> **SOURCE INFORMATION**:
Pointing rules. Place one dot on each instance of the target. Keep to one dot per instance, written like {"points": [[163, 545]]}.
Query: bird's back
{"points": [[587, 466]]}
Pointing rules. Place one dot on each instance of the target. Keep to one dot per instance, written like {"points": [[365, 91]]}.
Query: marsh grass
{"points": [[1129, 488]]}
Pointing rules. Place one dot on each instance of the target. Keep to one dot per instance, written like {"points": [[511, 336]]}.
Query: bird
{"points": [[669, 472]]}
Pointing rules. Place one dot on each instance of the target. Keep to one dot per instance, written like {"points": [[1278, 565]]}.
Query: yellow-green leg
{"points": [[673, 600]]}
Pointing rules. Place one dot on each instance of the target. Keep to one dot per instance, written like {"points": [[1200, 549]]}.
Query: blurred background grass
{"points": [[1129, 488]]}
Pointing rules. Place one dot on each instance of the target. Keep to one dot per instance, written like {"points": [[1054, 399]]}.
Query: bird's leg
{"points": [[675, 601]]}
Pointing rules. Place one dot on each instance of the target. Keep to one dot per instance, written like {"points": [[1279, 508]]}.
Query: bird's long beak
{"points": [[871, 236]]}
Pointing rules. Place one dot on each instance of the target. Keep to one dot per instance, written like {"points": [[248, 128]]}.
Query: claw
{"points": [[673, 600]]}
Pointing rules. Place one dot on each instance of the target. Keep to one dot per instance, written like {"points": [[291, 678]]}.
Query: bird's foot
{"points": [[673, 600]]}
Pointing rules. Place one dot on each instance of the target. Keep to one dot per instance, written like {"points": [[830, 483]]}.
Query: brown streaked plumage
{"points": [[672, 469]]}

> **PROBLEM**: Your output should match the records above word for word.

> **RESULT FOR THIS EXERCISE**:
Pointing rules. Place one dot on each instance of the target. Keep to one dot per instance, written like {"points": [[163, 545]]}.
Query: bird's back
{"points": [[587, 466]]}
Pointing rules. Place one dot on each instance of the target. Keep to one dot per instance, written like {"points": [[365, 91]]}.
Query: marsh grass
{"points": [[1129, 488]]}
Pointing rules. Place one dot on each instance of the target. Keep to one dot per instance, written like {"points": [[511, 336]]}.
Query: bird
{"points": [[669, 472]]}
Pointing rules. Place one dot on each instance of the target. Keep to one dot per instance, written like {"points": [[1278, 565]]}.
Query: yellow-green leg
{"points": [[673, 600]]}
Pointing rules. Place one dot on each instance of the target. Keep to one dot per instance, written like {"points": [[1200, 549]]}.
Query: blurred background grass
{"points": [[1129, 488]]}
Pointing rules. Place one dot on each instance of the target. Keep to one dot per instance, written like {"points": [[1054, 399]]}.
Query: bird's leg
{"points": [[675, 601]]}
Pointing rules. Place one dot on each instance of the target. Keep to one dot per instance, written like {"points": [[1279, 508]]}.
Query: bird's long beak
{"points": [[871, 236]]}
Pointing rules. Place one dot on each instance of the target. Keep to one dot per instance, written like {"points": [[248, 128]]}.
Query: claw
{"points": [[673, 600]]}
Pointing rules. Place one dot on each instance of the target. Keep to one dot per instance, written like {"points": [[291, 678]]}.
Query: bird's foot
{"points": [[673, 600]]}
Pointing rules. Place one dot on each instance of the target. Keep to one dot per instance, written like {"points": [[830, 483]]}.
Query: brown streaked plumage
{"points": [[672, 469]]}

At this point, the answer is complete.